Tableau 10 Les lecteurs ayant lu au sein de différents contextes, telle ou telle catégorie de textes d’une façon analytique avec la réalisation de résumé, selon le sexe et le niveau de diplôme des parents
Tableau 10 Les lecteurs ayant lu au sein de différents contextes, telle ou telle catégorie de textes d’une façon analytique avec la réalisation de résumé, selon le sexe et le niveau de diplôme des parents

Selon leurs enseignants, les enquêtés ont été habitués, ou non, à articuler façons de lire analytique et participative au cours de ces exercices. Devant conclure sa fiche de lecture par une appréciation justifiée de l’œuvre, Ophélie apprenait à mettre en adéquation analyse textuelle et expériences lectorales ; en revanche Habiba souligne que la question du goût pour les œuvres n’était pas d’actualité au sein des cours de français :

‘« ([Au bonheur des dames] c’était... lecture chez soi et puis...) ouais ! Résumé... I me semble. A moins que c’était un... peut-être un exposé ça... Ouais, ouais i me semble que c’était un exposé, mais... on avait dû dire pourquoi on avait... Résumer, encore mais... en parlant quoi, résumer et... et dire pourquoi on avait aimé ou... pas » (Ophélie ; père : conseiller en recrutement, niveau bac ; mère : styliste dans l’entreprise paternelle que l’une de ses sœurs a reprise, baccalauréat, propédeutique, diplômée de l’ISIT – traduction –)’ ‘« au collège, i nous demandaient de lire le livre et puis après on faisait un petit test où on nous posait des questions... Enfin... ! Des questions quoi sur le... texte [...] des questions simples au début : ‘Où se passe l’action ?’’ Ou... ‘Le principal personnage...’’. Et puis après... on nous demandait des choses plus compliquées quoi ! Pas précisément des questions, ’fin... ! Suivant l’histoire quoi [...] Et puis i nous demandait un résumé aussi... Et puis voilà... (et i demandait pas votre avis ? [bas :] Ce que vous pensiez... ?) nan... nan nan » (Habiba ; père : maçon, en invalidité depuis l’enfance d’Habiba, école primaire en Algérie ; mère : femme au foyer, école primaire en Algérie)’

Olivia se souvient que pour « présenter » L’Ami retrouvé « à la classe », elle avait « fait un résumé » et « expliqué le titre » :

‘« [j’avais dit que] ben c’était... i retrouvait son ami à la fin mort dans une liste mais que c’était bizarre parce que on attendait jusqu’à la dernière page pour se demander quand est-ce qu’il allait le retrouver son ami, et euh... Hou là... ! [exprimant la surprise suscitée par la chute : découverte du nom sur une liste de morts] » (Olivia ; père : architecte, études d’architecture ; mère : femme au foyer, donne des cours particuliers d’espagnol, études supérieures en sciences de l’éducation ; études des parents en Argentine ; elle vit en France depuis qu’elle a 7 ans)’

La plupart des enquêtés ont construit et intériorisé cette façon de lire analytique permettant le repérage des éléments essentiels de la construction textuelle et du sens littéral des textes. Plusieurs traits de leurs réponses en témoignent : d’une part le fait qu’ils qualifient les consignes lectorales de « simples » ; d’autre part le fait que, devenues routines, les grilles de perception des textes, formées scolairement, qui permettent de s’arrêter aux éléments textuels importants scolairement, apparaissent aux enquêtés comme simple bonne mémoire ; enfin, l’aisance même des enquêtés à répondre aux questions de l’enquête, à évoquer sans peine ce que les textes « racontent ».

Lignes extraites
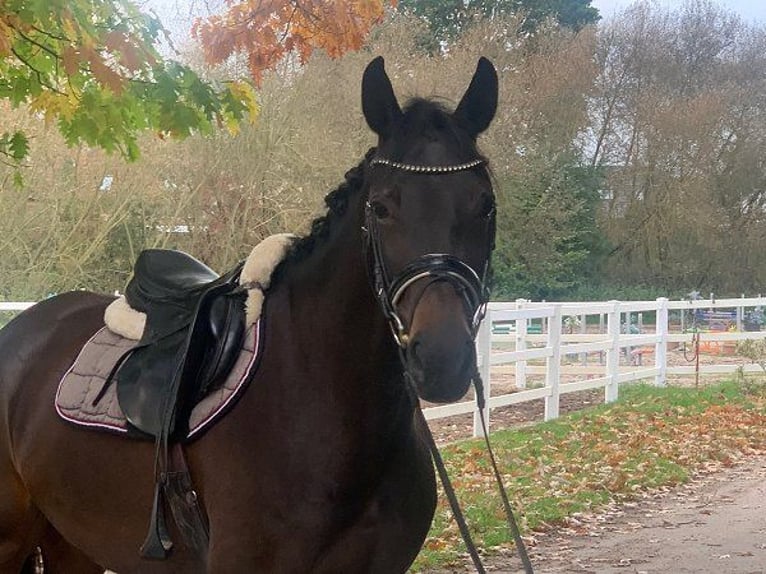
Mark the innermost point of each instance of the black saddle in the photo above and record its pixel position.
(195, 324)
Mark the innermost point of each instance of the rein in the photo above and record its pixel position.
(475, 294)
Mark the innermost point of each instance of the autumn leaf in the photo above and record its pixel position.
(92, 68)
(267, 30)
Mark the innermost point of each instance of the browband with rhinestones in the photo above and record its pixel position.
(428, 168)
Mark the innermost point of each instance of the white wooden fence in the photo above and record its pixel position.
(605, 357)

Objectif
D'après le texte sur les façons de lire, par quoi Ophélie devait-elle conclure sa fiche de lecture ?

Corrigé
Par une appréciation justifiée de l'œuvre.